Gib die Einträge unten vollständig wieder, beginnend mit der Zeile, die „target | bed post finial“ enthält, bis einschließlich ihrer letzten Zeile. Verschiebe dabei jede Koordinate in den Antworten um -37.

Gespeicherte Einträge:
□ □ □ □ □

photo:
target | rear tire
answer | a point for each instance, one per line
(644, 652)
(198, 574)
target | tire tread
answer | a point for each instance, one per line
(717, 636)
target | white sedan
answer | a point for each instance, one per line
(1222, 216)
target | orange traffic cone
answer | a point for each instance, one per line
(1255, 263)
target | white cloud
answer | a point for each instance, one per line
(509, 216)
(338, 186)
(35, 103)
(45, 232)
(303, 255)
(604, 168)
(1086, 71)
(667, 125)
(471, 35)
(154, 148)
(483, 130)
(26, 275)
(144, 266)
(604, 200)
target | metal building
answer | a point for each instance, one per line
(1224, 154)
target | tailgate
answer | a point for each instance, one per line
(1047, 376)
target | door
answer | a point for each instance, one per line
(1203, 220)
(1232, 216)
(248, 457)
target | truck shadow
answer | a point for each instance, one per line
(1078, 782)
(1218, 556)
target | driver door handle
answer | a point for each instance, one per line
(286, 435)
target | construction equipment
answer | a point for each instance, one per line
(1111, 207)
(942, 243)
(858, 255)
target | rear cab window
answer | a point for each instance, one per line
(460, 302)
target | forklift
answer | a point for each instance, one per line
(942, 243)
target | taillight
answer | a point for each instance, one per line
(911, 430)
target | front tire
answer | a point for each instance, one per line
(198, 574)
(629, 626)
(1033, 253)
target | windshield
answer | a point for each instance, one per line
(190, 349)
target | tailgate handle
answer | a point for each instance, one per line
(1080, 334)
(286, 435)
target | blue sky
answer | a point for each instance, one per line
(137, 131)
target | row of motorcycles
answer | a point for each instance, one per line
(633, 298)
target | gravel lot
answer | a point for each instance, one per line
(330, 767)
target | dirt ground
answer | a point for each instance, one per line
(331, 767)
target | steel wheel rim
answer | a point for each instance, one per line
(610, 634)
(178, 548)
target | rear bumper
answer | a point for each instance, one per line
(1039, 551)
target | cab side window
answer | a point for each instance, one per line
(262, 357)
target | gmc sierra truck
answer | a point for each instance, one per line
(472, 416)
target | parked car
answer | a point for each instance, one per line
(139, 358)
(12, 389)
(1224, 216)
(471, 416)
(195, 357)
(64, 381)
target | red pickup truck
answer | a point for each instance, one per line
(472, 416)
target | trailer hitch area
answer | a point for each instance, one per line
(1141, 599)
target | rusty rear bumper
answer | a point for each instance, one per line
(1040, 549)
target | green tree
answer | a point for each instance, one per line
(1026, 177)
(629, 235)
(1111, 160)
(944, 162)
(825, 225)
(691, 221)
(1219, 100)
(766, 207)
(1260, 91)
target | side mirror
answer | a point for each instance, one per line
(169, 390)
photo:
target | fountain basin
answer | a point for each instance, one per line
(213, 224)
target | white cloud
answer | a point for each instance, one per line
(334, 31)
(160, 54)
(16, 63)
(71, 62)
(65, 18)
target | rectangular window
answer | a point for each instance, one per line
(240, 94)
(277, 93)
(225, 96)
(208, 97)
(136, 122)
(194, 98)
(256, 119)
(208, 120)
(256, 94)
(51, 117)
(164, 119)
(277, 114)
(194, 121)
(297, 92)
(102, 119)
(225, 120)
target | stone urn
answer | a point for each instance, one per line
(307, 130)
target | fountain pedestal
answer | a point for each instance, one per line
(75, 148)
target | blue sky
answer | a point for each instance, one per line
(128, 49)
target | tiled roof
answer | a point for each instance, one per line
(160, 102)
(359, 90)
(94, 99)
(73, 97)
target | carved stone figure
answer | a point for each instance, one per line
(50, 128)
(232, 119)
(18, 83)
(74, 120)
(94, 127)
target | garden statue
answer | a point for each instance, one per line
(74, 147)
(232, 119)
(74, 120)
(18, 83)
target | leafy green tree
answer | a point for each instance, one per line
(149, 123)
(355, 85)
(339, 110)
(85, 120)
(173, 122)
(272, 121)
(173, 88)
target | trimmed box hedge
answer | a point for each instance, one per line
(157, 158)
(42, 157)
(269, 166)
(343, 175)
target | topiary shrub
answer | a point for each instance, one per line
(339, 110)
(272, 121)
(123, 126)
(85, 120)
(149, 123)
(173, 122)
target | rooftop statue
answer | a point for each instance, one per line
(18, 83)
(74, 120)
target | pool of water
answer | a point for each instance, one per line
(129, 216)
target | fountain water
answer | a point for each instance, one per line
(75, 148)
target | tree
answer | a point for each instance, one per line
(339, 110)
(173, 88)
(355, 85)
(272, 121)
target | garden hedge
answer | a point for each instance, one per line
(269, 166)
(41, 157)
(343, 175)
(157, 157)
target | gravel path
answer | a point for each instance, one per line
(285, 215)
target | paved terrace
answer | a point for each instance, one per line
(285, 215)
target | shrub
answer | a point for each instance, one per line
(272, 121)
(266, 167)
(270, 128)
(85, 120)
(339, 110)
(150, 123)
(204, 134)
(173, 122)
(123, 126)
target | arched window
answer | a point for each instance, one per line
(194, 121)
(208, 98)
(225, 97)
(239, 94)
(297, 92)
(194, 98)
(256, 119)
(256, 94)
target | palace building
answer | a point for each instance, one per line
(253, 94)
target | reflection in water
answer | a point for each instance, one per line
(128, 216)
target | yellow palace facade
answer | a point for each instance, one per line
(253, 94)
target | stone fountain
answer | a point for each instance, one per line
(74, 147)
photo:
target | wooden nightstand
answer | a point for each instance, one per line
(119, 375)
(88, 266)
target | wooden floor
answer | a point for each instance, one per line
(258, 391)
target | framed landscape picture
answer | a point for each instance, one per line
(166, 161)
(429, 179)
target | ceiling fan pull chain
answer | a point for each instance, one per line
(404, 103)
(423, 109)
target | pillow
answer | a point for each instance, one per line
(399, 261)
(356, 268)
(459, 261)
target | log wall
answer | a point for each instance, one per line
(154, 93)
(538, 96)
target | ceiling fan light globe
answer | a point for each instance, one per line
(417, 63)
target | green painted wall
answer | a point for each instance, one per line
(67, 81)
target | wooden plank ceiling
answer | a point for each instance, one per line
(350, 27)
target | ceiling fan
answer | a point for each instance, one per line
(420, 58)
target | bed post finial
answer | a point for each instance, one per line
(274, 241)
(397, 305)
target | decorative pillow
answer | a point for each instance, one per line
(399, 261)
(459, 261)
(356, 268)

□ □ □ □ □

_LÖSUNG_
target | bed post finial
answer | a point for each instance, one per line
(237, 204)
(360, 268)
target | decorative pillow
answer | a point for each instance, one per line
(362, 224)
(422, 224)
(319, 231)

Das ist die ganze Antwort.